··· Records shown ···

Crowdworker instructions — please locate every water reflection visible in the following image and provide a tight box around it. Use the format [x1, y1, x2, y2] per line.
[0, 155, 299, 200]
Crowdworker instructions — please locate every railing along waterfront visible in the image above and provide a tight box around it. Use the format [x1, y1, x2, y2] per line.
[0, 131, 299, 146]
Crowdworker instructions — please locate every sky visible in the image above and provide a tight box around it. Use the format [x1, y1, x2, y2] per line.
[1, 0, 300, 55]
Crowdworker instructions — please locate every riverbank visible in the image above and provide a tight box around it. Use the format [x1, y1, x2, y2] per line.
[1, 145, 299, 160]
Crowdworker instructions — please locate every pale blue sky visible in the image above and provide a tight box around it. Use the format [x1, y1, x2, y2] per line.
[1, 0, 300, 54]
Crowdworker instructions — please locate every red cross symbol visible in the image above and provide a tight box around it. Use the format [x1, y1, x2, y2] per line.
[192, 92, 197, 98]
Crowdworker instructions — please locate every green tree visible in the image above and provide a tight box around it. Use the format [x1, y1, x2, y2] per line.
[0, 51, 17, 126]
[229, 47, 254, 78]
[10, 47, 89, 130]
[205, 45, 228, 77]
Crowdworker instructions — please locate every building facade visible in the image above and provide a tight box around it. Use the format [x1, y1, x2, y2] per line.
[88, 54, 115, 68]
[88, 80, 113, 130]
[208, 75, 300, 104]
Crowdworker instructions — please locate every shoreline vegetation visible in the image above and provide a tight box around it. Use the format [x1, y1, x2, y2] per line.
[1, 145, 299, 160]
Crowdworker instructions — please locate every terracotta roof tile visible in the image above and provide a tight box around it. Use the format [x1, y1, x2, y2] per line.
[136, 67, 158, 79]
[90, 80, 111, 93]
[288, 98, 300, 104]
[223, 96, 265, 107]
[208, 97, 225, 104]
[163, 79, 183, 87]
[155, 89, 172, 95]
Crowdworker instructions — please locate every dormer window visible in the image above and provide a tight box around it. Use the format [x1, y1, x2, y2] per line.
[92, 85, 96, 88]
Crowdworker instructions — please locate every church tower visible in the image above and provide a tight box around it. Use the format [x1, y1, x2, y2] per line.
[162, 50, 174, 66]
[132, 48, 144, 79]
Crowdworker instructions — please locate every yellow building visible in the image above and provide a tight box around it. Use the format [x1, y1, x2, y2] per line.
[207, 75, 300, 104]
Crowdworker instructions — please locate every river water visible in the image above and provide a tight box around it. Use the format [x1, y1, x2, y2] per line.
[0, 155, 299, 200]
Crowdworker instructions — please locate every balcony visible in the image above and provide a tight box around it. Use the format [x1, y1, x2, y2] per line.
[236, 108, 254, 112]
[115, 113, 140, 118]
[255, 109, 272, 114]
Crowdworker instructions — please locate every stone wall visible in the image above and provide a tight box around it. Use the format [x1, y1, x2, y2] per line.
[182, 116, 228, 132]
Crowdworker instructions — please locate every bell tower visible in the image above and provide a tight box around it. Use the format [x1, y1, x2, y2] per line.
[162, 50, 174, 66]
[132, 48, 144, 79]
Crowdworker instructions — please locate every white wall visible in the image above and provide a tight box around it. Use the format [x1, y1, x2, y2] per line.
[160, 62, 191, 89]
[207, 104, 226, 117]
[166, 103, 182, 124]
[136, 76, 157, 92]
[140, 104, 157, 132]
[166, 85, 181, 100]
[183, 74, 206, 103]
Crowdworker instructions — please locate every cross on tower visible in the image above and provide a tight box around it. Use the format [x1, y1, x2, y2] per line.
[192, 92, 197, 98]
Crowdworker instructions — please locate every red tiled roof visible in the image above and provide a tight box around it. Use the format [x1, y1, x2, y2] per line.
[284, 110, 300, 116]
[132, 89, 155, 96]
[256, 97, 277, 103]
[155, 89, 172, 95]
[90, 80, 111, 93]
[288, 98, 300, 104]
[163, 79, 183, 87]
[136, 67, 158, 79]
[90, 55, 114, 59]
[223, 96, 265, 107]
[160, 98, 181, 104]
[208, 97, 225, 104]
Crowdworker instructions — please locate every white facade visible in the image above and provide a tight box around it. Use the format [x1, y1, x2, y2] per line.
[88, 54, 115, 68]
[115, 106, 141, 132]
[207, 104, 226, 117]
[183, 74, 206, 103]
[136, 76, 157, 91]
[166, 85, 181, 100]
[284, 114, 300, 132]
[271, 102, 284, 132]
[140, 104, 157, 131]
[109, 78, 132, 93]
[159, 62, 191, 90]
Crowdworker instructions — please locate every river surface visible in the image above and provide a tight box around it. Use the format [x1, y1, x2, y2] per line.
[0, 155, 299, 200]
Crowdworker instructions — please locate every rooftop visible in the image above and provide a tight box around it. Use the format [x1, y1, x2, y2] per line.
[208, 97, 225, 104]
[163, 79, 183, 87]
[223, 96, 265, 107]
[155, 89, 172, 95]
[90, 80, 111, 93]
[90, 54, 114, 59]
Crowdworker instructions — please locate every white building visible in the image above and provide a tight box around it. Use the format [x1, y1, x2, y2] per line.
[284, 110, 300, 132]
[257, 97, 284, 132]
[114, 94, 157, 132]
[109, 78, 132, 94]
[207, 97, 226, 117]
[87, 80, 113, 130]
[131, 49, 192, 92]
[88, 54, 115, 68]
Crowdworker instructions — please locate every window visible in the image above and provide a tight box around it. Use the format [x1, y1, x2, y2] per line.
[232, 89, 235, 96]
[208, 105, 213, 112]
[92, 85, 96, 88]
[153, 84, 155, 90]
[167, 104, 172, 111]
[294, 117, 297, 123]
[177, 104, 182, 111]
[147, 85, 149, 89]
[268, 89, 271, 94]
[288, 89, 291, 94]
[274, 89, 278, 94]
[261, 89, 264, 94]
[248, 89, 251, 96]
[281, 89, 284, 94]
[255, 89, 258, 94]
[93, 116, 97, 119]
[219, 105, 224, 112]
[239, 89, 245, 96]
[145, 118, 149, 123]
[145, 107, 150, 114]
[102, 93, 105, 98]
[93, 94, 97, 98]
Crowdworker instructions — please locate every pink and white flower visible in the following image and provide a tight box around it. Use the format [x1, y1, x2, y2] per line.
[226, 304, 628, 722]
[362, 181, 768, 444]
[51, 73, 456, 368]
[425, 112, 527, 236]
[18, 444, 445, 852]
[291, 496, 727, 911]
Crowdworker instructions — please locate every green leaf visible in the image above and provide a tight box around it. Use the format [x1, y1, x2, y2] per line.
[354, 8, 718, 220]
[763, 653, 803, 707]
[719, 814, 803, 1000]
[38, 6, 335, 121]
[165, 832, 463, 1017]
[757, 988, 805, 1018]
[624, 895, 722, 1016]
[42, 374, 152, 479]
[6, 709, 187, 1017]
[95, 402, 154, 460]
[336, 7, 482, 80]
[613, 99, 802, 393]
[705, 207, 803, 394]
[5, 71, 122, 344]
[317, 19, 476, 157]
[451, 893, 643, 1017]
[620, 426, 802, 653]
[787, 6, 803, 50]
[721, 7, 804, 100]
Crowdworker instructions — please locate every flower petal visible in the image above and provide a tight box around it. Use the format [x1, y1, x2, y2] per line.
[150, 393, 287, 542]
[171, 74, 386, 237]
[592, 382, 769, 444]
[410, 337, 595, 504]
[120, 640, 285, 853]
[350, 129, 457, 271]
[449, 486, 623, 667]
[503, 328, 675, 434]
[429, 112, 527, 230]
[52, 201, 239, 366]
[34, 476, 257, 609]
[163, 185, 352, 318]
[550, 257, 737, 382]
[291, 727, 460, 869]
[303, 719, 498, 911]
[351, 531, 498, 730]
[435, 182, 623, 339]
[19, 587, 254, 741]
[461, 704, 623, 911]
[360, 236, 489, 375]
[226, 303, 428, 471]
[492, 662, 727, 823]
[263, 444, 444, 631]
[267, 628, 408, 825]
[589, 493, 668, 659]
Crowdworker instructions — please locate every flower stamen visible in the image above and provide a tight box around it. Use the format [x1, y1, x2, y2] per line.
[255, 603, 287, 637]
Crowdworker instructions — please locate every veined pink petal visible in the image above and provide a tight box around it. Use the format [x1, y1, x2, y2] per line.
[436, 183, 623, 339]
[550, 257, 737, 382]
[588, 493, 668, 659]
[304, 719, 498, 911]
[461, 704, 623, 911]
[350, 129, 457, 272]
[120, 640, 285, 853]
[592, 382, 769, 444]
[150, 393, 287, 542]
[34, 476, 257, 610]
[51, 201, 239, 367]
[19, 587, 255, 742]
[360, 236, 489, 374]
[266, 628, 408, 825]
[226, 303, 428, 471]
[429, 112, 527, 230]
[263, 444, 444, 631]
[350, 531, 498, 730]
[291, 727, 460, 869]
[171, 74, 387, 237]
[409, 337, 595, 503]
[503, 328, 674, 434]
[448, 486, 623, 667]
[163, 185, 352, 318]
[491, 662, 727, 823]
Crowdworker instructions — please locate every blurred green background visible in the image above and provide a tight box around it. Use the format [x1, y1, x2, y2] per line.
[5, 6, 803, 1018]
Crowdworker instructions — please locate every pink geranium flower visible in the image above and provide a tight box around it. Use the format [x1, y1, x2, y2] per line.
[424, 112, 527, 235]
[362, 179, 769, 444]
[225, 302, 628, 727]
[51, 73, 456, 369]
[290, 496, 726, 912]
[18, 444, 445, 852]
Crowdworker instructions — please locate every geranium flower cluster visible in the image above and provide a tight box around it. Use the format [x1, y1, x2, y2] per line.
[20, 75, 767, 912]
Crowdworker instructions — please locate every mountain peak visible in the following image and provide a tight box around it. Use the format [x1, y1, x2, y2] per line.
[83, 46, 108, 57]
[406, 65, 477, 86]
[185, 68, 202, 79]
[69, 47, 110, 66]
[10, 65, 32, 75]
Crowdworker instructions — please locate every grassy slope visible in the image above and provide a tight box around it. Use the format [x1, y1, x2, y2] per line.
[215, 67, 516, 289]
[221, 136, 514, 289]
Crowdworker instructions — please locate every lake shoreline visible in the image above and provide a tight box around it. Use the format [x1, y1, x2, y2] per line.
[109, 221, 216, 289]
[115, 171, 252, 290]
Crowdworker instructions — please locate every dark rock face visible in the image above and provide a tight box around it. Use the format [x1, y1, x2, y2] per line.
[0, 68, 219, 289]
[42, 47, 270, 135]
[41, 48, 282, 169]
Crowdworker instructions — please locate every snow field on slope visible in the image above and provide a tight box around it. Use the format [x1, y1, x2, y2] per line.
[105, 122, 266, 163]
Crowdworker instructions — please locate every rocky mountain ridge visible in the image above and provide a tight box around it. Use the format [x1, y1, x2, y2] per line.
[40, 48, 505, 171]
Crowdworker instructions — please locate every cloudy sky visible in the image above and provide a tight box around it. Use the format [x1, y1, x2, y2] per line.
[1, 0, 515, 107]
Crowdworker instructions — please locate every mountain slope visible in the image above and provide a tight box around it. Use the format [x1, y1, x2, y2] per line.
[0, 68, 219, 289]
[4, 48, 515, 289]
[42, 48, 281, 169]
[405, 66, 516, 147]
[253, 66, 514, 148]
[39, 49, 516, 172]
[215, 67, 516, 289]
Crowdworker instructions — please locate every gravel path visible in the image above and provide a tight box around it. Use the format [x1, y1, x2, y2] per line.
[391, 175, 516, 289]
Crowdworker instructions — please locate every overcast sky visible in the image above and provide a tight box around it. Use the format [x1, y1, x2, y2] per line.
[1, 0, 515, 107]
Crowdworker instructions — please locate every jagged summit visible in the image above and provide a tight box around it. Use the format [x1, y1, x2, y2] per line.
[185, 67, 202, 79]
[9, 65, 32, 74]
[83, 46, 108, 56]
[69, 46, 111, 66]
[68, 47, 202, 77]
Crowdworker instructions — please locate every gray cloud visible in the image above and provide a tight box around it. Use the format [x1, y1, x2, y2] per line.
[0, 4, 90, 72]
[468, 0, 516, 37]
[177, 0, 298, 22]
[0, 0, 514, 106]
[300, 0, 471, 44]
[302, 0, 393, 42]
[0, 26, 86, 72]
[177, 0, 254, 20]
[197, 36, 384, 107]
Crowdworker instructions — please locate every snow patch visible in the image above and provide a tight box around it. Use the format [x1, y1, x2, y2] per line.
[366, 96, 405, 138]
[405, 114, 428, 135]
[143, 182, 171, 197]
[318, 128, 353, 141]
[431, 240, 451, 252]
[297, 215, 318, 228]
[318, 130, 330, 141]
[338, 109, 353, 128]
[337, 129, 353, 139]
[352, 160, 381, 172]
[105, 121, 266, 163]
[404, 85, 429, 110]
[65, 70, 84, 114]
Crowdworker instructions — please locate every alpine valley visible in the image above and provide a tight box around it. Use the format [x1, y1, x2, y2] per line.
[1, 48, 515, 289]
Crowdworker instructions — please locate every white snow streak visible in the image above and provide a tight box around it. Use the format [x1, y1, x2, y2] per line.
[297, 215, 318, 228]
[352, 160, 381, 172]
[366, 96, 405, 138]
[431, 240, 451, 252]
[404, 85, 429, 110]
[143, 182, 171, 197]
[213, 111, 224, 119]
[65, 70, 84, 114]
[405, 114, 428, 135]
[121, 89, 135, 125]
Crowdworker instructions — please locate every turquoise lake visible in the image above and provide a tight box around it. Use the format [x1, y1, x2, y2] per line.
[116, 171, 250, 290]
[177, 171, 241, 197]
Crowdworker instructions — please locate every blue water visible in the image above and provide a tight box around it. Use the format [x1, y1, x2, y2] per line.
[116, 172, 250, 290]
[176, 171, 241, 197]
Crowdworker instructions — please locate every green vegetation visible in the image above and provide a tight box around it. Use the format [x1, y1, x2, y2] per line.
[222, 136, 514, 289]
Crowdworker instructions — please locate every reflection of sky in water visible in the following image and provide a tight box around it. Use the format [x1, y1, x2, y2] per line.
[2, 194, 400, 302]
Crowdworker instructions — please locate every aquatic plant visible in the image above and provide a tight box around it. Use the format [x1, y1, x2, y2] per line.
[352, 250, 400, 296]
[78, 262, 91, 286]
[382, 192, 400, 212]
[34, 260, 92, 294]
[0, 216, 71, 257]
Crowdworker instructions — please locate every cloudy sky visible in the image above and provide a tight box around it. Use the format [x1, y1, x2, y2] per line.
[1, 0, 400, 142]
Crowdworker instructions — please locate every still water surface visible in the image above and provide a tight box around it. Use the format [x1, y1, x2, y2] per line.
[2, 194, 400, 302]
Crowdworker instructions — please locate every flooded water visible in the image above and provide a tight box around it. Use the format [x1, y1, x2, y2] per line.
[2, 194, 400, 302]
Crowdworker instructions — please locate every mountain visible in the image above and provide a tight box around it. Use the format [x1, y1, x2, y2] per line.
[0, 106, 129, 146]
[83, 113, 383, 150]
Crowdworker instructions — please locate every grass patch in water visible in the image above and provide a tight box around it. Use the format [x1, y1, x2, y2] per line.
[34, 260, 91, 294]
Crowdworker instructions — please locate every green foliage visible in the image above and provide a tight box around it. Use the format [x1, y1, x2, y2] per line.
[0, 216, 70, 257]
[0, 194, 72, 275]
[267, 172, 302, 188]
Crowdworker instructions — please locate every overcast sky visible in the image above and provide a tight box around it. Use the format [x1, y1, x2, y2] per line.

···

• **What needs to be done**: Could you reproduce, exactly as written, the lines running from the one with "Crowdworker instructions — please locate every flooded" to the end of the entries above?

• **Response area**:
Crowdworker instructions — please locate every flooded water visible in the image above and provide a tight box around it. Use the format [x1, y1, x2, y2] per line.
[2, 194, 400, 302]
Crowdworker instructions — please locate every mountain visible in the image above and provide a tight box around it. Use the format [x1, y1, x2, y2] per line.
[0, 106, 129, 146]
[83, 113, 383, 150]
Crowdworker instructions — please locate every grass patch in water visible in the image above and provide a tight box around it. Use the format [x1, y1, x2, y2] per line.
[34, 260, 91, 294]
Crowdworker instructions — please locate every green foliage visible in the image above and provide a tight box around it. Use the format [x1, y1, x2, y2] per line.
[0, 216, 70, 257]
[0, 194, 72, 275]
[267, 172, 302, 188]
Crowdworker instructions — please locate every overcast sky visible in the image above and provide a tight box around it. Use the format [x1, y1, x2, y2] per line.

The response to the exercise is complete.